• **What is expected**: Only an exact copy of the entries will serve as the answer.

Saved entries:
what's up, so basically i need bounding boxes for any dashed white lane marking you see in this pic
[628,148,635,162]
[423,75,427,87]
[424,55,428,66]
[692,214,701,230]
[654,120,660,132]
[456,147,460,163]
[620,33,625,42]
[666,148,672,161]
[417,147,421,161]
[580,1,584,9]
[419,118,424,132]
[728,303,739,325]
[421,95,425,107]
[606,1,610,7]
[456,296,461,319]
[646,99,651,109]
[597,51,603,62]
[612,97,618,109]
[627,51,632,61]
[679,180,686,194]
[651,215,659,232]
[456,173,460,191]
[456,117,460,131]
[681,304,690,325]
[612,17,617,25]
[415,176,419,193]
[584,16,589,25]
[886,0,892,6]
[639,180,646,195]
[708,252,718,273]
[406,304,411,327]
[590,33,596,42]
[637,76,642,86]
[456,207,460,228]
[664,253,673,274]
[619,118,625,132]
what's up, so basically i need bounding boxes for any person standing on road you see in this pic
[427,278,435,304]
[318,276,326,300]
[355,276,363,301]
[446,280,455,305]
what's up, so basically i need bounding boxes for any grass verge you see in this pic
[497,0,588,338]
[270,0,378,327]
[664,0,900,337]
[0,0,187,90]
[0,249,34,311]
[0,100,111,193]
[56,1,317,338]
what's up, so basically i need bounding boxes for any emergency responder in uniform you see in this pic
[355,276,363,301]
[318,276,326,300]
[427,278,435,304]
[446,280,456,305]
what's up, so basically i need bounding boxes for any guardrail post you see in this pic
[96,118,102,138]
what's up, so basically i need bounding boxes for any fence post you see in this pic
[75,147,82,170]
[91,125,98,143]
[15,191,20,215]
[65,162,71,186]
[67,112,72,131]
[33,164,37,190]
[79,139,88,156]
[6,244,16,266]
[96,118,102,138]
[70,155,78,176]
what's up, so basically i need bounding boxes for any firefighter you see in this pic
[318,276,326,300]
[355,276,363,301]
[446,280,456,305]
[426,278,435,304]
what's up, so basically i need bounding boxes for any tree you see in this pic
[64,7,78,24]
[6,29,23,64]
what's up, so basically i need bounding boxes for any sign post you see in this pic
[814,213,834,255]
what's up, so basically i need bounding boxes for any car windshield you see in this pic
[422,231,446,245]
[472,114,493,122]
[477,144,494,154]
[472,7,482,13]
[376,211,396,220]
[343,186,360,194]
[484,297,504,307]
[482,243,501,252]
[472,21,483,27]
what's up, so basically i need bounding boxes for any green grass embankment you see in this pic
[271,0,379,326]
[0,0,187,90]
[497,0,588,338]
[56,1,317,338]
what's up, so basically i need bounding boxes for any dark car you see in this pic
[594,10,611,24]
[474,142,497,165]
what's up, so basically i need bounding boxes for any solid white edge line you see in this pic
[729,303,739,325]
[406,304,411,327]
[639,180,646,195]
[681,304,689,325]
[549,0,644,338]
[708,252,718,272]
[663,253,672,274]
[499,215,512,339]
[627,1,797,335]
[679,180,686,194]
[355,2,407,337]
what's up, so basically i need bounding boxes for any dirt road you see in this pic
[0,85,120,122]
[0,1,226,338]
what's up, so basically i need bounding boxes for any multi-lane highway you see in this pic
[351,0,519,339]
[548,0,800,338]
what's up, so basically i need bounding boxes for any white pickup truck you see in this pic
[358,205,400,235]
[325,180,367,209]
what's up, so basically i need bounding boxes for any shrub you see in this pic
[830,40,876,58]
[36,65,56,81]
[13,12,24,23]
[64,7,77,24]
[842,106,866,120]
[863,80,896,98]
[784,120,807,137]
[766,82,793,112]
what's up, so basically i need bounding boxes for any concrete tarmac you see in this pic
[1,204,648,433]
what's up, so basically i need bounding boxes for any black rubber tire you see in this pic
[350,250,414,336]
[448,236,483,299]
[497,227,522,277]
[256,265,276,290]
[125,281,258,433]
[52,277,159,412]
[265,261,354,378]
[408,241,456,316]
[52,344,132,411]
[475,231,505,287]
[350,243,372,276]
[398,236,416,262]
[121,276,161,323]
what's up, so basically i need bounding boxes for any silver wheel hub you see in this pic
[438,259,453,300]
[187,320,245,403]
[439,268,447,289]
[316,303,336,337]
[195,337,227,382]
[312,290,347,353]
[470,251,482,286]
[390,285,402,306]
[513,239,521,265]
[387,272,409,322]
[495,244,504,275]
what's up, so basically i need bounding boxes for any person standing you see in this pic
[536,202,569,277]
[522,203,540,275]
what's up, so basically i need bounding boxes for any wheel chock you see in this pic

• **Expected answer**:
what's up, so basically i need bounding boxes for any dashed white lane marking you see in this pic
[628,148,635,162]
[423,75,427,87]
[424,55,428,66]
[692,214,701,230]
[654,120,660,132]
[456,147,460,163]
[620,33,625,42]
[666,148,672,161]
[417,147,421,161]
[580,1,584,9]
[419,118,424,132]
[728,303,739,325]
[421,95,425,107]
[606,1,610,7]
[456,296,461,319]
[646,99,651,109]
[597,51,603,62]
[612,97,618,109]
[627,51,632,61]
[679,180,686,194]
[651,215,659,232]
[456,173,460,191]
[456,117,460,131]
[681,304,690,325]
[612,17,617,25]
[415,176,419,193]
[584,16,589,25]
[886,0,892,6]
[639,180,646,195]
[708,252,718,273]
[406,304,411,327]
[590,33,596,42]
[637,76,642,86]
[456,207,460,228]
[664,253,673,274]
[619,118,625,132]
what's up, so basically i need bounding boxes for any person standing on road you see in this pic
[427,278,435,304]
[318,276,326,300]
[355,276,363,301]
[446,280,455,305]
what's up, so basically i need bounding boxes for any grass verge you see in this pic
[497,0,588,338]
[270,0,378,327]
[664,0,900,337]
[0,0,187,90]
[0,249,34,311]
[0,100,111,193]
[56,1,317,338]
what's up, so basically i need bounding boxes for any emergency responder in uniform you see in this pic
[355,276,363,301]
[318,276,326,300]
[427,278,435,304]
[446,280,456,305]
what's up, so basically i need bounding boxes for any guardrail post you see in this pic
[96,118,102,138]
what's up, so basically i need bounding boxes for any fence post you see in this pic
[75,147,82,170]
[91,125,98,143]
[15,191,20,215]
[65,162,71,186]
[67,112,72,131]
[33,164,37,190]
[79,139,88,156]
[6,244,16,266]
[96,118,102,138]
[70,155,78,176]
what's up, so basically i need bounding boxes for any firefighter you see in this pic
[318,276,326,300]
[355,276,363,301]
[446,280,456,305]
[426,278,435,304]
what's up, so basically i need bounding boxes for any tree you see in this pic
[64,7,78,24]
[6,29,23,64]
what's up, so basically i need bounding boxes for any sign post you see in this pic
[814,213,834,255]
what's up, so basically i need bounding boxes for any car windshield you see in this pic
[422,231,446,245]
[472,114,493,122]
[477,144,494,154]
[472,7,482,13]
[376,211,396,220]
[343,186,360,194]
[484,297,504,307]
[482,243,501,252]
[472,21,483,27]
what's up, so basically i need bounding boxes for any green grass embankment you see in this pic
[271,0,379,326]
[0,0,187,90]
[497,0,588,338]
[56,1,317,338]
what's up, so basically i need bounding boxes for any dark car you see in this pic
[594,10,611,24]
[474,142,497,165]
what's up, so basically i need bounding boxes for any solid white edge line you see in this pic
[729,303,739,325]
[406,304,411,327]
[639,180,646,195]
[681,304,689,325]
[549,0,644,338]
[708,252,718,272]
[663,253,672,274]
[499,215,512,339]
[627,1,797,335]
[679,180,686,194]
[355,2,407,337]
what's up, so basically i need bounding boxes for any dirt road you see in this pic
[0,85,120,122]
[0,1,226,338]
what's up, so basically i need bounding boxes for any multi-lane highway you see in this pic
[351,0,519,339]
[548,0,800,338]
what's up, so basically i need bounding boxes for any white pickup truck you see in this pic
[358,205,400,235]
[325,180,367,209]
what's up, so basically i need bounding boxes for any shrub you see in this pic
[830,40,876,58]
[36,65,56,81]
[13,12,24,23]
[64,7,77,24]
[842,106,866,120]
[863,80,896,98]
[784,120,807,137]
[766,82,793,112]
what's up, so basically i need bounding boxes for any concrete tarmac you see in this pic
[1,204,648,433]
what's up, so basically i need bounding boxes for any black rubber tire you see in this pic
[350,250,414,336]
[448,236,483,299]
[497,227,522,277]
[256,265,276,290]
[125,281,258,433]
[52,277,159,412]
[265,261,354,378]
[408,241,456,316]
[52,344,132,411]
[475,231,505,287]
[350,243,372,276]
[398,236,416,262]
[121,276,161,323]
what's up, so basically i need bounding boxes for any silver wheel hub you see in this pic
[438,259,453,300]
[187,320,245,403]
[439,268,447,289]
[316,303,336,337]
[195,337,227,382]
[312,290,347,353]
[470,251,482,286]
[390,285,402,306]
[513,239,521,265]
[387,272,409,322]
[495,244,504,275]
what's up, so basically i need bounding boxes for any person standing you see in this pic
[536,202,569,277]
[522,203,540,275]
what's up, so basically i need bounding boxes for any wheel chock you see in this pic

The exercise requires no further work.